▶ **MATERIALS PROVIDED**:
>> begin

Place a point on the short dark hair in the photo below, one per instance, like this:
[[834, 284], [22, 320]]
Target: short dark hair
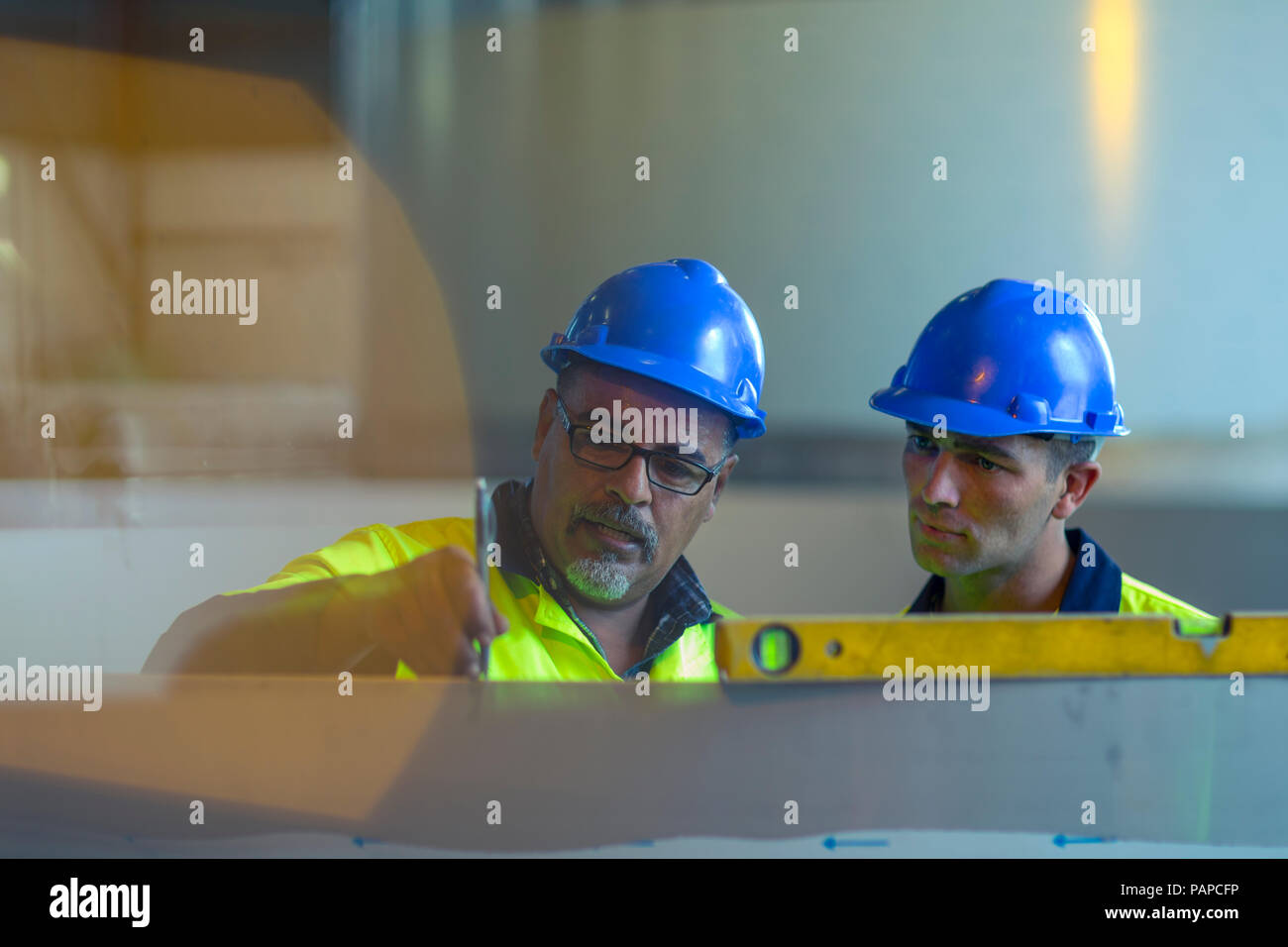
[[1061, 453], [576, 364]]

>> end
>> begin

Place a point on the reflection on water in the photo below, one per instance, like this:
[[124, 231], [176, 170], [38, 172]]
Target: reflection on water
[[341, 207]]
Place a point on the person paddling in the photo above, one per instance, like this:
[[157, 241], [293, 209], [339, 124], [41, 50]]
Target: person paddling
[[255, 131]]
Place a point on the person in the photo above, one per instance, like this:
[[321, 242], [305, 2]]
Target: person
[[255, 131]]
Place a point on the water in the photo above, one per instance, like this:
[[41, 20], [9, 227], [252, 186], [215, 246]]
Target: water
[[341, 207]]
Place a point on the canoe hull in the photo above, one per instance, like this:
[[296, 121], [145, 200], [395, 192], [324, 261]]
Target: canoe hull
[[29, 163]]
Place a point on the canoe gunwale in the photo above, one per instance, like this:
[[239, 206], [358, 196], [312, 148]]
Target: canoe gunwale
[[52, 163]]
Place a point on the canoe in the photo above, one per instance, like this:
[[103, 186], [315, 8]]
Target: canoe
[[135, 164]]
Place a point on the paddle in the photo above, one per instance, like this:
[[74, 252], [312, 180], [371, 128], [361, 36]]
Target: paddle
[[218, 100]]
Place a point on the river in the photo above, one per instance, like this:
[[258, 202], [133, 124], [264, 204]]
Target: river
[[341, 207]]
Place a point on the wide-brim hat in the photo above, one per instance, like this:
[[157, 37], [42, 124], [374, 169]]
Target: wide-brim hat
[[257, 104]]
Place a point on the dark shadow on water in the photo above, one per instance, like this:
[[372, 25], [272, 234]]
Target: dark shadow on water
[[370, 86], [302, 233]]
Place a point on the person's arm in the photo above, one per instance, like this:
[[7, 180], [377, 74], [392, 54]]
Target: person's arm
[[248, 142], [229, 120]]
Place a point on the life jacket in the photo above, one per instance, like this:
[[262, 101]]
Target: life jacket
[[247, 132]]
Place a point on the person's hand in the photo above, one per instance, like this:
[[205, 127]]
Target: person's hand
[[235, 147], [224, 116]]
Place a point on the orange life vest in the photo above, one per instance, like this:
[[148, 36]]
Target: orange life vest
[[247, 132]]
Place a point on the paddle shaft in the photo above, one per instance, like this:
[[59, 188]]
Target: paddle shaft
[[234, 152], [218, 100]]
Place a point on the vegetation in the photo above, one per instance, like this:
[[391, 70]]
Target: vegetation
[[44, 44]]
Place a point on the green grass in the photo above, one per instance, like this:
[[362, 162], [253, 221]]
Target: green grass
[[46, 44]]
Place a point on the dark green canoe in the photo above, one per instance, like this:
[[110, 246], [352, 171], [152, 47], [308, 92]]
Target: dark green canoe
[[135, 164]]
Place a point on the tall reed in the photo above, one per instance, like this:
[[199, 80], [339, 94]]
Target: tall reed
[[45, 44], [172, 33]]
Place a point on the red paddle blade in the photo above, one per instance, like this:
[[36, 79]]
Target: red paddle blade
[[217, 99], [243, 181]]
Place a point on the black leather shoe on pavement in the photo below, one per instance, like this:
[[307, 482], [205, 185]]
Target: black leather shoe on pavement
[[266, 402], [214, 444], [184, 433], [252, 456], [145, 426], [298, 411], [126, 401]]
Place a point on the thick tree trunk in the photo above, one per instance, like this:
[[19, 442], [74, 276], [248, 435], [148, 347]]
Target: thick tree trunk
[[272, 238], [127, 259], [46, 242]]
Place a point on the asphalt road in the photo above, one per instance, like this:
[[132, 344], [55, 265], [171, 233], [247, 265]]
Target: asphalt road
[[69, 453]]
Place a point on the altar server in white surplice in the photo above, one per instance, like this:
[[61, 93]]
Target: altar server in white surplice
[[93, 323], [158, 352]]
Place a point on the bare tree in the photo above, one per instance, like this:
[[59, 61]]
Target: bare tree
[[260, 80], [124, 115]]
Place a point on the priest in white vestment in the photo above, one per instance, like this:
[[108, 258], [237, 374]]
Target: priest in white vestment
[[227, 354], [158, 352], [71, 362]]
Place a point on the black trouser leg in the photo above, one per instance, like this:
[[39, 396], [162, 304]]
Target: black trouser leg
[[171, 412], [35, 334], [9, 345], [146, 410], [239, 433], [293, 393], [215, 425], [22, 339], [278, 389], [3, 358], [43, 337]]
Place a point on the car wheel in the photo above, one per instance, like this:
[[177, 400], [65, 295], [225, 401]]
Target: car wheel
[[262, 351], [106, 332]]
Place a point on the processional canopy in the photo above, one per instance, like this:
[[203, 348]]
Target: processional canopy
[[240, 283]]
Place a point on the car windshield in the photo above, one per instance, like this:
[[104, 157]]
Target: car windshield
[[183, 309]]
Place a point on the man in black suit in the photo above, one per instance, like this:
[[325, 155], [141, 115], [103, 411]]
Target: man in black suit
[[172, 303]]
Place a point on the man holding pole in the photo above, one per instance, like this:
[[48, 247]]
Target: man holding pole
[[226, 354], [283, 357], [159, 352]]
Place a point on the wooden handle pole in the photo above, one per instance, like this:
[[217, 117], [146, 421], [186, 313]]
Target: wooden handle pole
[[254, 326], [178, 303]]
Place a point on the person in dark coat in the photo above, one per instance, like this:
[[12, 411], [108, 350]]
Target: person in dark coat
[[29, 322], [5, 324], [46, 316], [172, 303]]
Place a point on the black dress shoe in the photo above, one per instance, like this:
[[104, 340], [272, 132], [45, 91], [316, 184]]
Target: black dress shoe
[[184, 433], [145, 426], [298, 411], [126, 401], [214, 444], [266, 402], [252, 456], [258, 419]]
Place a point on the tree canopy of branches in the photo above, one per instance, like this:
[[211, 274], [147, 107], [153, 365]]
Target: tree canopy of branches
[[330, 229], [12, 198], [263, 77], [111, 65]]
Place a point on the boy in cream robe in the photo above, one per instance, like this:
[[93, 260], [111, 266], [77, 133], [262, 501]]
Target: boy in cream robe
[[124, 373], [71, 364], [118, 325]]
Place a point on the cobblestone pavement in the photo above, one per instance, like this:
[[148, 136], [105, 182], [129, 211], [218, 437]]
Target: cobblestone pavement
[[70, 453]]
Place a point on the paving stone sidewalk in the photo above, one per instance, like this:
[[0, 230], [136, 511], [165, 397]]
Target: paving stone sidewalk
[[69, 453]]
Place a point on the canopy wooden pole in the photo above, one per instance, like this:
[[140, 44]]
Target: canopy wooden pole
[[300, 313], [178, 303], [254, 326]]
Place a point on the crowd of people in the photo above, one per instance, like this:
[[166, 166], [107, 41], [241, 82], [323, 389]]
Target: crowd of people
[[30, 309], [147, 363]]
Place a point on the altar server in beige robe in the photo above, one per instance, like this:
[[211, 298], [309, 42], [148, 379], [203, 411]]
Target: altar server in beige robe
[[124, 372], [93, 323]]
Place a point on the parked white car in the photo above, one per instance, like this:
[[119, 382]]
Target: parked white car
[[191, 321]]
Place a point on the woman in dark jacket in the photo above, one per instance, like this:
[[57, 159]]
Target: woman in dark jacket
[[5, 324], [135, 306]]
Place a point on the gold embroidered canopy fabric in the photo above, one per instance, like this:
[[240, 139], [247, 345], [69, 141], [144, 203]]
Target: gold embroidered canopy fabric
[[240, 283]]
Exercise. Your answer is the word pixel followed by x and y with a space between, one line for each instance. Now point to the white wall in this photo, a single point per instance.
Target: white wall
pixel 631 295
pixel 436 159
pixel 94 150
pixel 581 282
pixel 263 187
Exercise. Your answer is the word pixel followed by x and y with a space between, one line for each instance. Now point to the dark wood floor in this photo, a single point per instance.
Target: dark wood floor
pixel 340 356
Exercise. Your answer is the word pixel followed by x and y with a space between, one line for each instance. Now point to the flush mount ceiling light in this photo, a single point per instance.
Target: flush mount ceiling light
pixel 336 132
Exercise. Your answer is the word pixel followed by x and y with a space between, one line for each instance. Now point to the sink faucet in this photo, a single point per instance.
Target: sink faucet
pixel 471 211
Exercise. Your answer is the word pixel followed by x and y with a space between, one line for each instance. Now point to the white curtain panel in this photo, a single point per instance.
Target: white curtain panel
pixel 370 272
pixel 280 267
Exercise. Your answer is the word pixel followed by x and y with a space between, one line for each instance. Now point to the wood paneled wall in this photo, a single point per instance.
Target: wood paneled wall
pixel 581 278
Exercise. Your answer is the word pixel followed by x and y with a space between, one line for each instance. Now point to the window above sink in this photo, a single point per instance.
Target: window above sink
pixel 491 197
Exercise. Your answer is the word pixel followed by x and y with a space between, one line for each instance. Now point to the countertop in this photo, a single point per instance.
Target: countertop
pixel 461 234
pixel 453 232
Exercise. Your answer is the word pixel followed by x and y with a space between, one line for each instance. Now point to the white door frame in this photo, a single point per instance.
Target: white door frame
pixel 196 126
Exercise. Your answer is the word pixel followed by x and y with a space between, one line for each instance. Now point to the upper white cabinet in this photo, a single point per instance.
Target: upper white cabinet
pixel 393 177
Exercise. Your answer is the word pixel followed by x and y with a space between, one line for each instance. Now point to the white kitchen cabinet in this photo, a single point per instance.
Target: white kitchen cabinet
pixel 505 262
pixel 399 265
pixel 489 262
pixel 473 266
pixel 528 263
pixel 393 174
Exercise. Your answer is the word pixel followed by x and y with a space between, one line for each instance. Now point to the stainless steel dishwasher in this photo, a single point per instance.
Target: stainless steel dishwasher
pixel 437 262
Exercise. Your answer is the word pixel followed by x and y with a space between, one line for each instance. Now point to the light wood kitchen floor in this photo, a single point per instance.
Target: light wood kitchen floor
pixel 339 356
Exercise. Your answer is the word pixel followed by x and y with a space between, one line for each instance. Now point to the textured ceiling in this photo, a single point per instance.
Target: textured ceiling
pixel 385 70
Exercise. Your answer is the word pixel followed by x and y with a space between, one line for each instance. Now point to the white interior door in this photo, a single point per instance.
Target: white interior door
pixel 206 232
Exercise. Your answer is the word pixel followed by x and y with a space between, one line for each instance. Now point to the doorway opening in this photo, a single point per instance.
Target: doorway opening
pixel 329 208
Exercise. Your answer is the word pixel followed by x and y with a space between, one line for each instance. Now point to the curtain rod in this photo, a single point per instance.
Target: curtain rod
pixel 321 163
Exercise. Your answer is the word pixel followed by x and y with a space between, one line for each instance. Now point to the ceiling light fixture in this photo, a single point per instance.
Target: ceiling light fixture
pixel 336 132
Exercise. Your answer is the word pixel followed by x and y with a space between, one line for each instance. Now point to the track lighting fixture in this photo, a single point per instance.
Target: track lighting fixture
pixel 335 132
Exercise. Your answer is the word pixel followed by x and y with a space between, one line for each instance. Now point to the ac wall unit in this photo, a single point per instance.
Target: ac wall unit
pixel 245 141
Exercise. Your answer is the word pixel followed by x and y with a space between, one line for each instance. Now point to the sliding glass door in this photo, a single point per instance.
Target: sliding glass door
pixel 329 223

>> end
>> begin

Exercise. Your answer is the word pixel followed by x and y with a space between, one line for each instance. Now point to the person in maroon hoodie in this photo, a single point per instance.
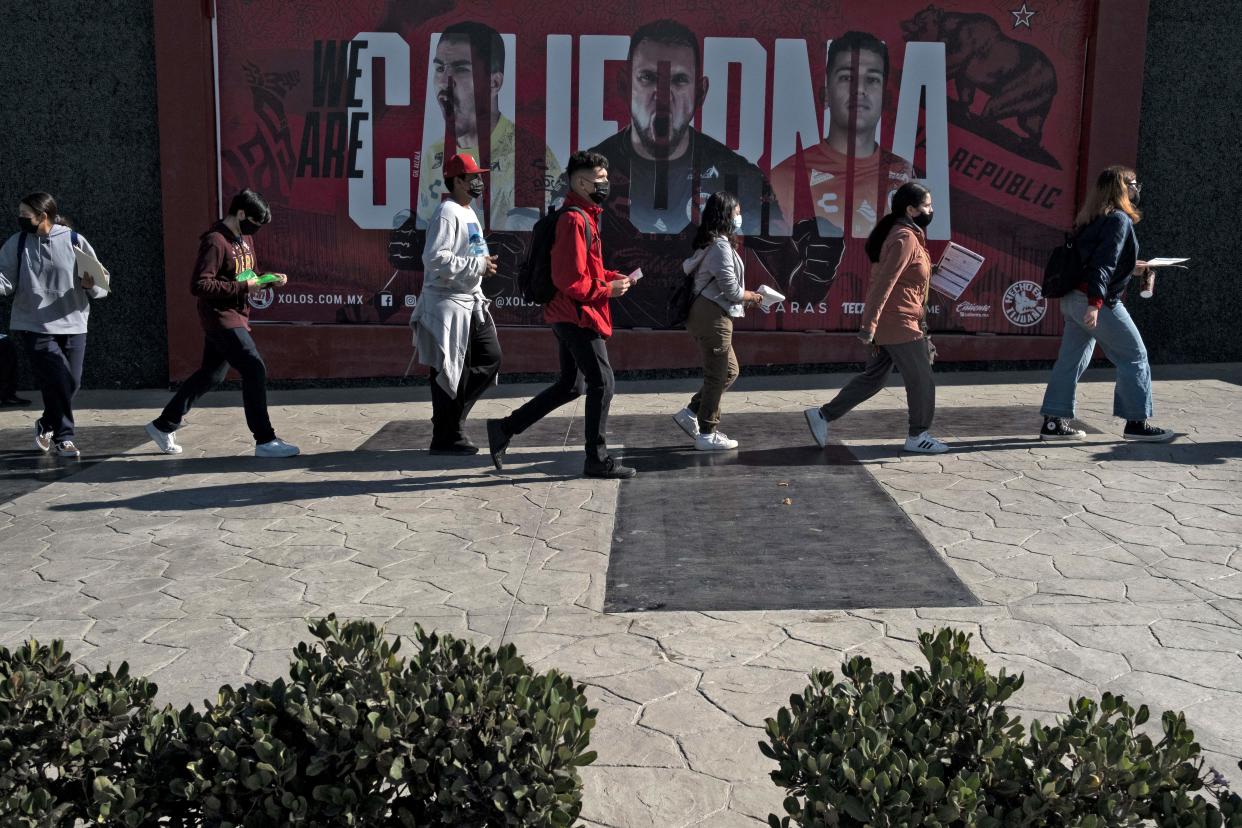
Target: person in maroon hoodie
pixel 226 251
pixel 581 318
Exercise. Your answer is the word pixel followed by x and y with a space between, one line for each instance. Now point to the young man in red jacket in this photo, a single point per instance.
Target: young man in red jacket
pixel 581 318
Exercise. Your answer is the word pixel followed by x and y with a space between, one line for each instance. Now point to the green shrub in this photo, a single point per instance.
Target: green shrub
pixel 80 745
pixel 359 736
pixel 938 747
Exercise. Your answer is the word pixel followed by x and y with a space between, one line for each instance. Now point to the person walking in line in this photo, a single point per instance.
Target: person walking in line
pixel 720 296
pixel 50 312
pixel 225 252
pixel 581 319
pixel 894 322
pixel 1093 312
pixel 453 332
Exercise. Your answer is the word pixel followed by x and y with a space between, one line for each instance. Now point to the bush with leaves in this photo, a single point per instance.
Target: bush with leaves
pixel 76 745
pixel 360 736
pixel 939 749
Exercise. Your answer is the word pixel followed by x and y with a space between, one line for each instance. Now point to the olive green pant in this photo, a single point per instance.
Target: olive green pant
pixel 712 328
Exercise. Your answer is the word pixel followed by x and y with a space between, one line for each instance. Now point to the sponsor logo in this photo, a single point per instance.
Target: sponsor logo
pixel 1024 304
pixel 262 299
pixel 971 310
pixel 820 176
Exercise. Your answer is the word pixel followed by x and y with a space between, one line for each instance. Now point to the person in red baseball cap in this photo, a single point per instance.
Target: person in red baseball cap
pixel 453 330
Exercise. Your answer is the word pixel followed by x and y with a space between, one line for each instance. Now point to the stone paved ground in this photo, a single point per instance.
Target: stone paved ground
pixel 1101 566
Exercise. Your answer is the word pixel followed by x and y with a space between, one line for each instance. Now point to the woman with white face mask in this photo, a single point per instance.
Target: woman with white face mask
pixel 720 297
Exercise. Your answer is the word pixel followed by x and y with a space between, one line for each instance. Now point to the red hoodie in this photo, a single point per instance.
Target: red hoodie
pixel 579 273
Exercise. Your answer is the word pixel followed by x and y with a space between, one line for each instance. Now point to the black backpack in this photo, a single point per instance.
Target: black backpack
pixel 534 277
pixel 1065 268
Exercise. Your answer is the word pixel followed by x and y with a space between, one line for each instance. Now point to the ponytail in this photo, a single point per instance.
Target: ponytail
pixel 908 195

>> end

▶ **EXERCISE TASK**: Change "one per instance" to "one point per instance" in the records, starting at the line that contains "Place a point on the black leather" and ending with the line that contains "358], [43, 337]]". Write out only those lines, with nothing else altered.

▶ **IN RESPONSE**:
Place a point on the black leather shoe on pavement in the photo below, one point per instance, like this:
[[307, 482], [205, 185]]
Target: black leather shoe on pavement
[[266, 402], [214, 444], [184, 433], [252, 456], [145, 426], [298, 411], [126, 401]]
Place a point on the thick tree trunk in the photo above, one point per instance, like this:
[[19, 442], [74, 276], [248, 435], [148, 347]]
Target: thick tree trunk
[[272, 238], [127, 259], [46, 242]]
Place a point on the asphalt road in the photo above, one point per instance, like this:
[[132, 344], [55, 265], [171, 233], [247, 265]]
Target: asphalt road
[[69, 453]]
Place a point on the altar server in white surplice in the photo above, one point per instance, like this:
[[61, 93]]
Target: altar server in white surplice
[[93, 323], [158, 352]]
Place a point on the bare tree in the photo above, one point per instance, like this:
[[59, 61]]
Target: bare tree
[[260, 80], [124, 115]]
Place a point on the priest in white vestment in the photo above, one point per instance, like this:
[[108, 258], [237, 374]]
Target: priest in white vestment
[[227, 354], [158, 352], [71, 362]]
Place a point on the black trouser leg in the photo above, one point per instance, like this:
[[39, 396], [162, 304]]
Target: black trouser leg
[[171, 412], [35, 334], [9, 345], [146, 410], [239, 433], [293, 393], [215, 425], [22, 339], [278, 389], [3, 358], [43, 337]]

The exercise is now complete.